» Text segment:
○ ○ ○ ○

This blog, and the associated wiki (AS2885.info) are here to make the journey a little easier, especially when it comes to using and interpreting the masterpiece that is AS2885 (laying it on a little thick maybe).

By the way, you might be a pipeliner if you:

  • – know the difference between piping and a pipeline
  • – have a sticker that announces “I heart pipelines”
  • – have stood in a paddock looking around and towards the horizon
  • – know what the dope gang, pig launcher/receiver, scraper station, and joints are
  • – have a picture on your phone of a really steep slope.  Bonus points if there’s a sideboom in the photo too
  • – miss the heady days of the expansion of 2010-2015 (that one’s Australia-specific)
  • – can’t help but notice the “Danger- Pipeline” signs when you’re out driving
  • – know there’s more to pipelines than you’ll ever know

Working with pipelines

Those of us who work with pipelines, pipeline engineer or not, understand that those pipelines go through other people’s backyards, public places, and where most of the population doesn’t know they are there.

○ ○ ○ ○

» Task 1:
Convert the records into a numbered list, skipping any blank lines and omitting the pictures.
The records have no connection to the text above them.

[Dataset excerpt]
○ ○ ○ ○

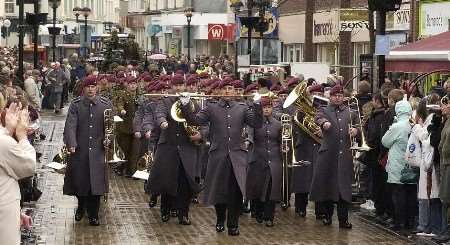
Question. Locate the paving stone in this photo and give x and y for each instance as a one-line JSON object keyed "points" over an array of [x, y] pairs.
{"points": [[126, 219]]}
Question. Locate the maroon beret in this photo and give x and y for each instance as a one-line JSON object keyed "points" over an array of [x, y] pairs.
{"points": [[250, 87], [293, 82], [316, 88], [130, 80], [177, 79], [191, 81], [90, 80], [226, 82], [204, 75], [275, 88], [338, 89], [266, 101], [238, 84]]}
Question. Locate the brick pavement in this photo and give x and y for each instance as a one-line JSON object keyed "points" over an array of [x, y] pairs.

○ ○ ○ ○

» Task 2:
Write out the entire pipeline blog excerpt word for word.

» Response 1:
1. Question. Locate the paving stone in this photo and give x and y for each instance as a one-line JSON object keyed "points" over an array of [x, y] pairs.
2. {"points": [[126, 219]]}
3. Question. Locate the maroon beret in this photo and give x and y for each instance as a one-line JSON object keyed "points" over an array of [x, y] pairs.
4. {"points": [[250, 87], [293, 82], [316, 88], [130, 80], [177, 79], [191, 81], [90, 80], [226, 82], [204, 75], [275, 88], [338, 89], [266, 101], [238, 84]]}
5. Question. Locate the brick pavement in this photo and give x and y for each instance as a one-line JSON object keyed "points" over an array of [x, y] pairs.

» Response 2:
This blog, and the associated wiki (AS2885.info) are here to make the journey a little easier, especially when it comes to using and interpreting the masterpiece that is AS2885 (laying it on a little thick maybe).

By the way, you might be a pipeliner if you:

  • – know the difference between piping and a pipeline
  • – have a sticker that announces “I heart pipelines”
  • – have stood in a paddock looking around and towards the horizon
  • – know what the dope gang, pig launcher/receiver, scraper station, and joints are
  • – have a picture on your phone of a really steep slope.  Bonus points if there’s a sideboom in the photo too
  • – miss the heady days of the expansion of 2010-2015 (that one’s Australia-specific)
  • – can’t help but notice the “Danger- Pipeline” signs when you’re out driving
  • – know there’s more to pipelines than you’ll ever know

Working with pipelines

Those of us who work with pipelines, pipeline engineer or not, understand that those pipelines go through other people’s backyards, public places, and where most of the population doesn’t know they are there.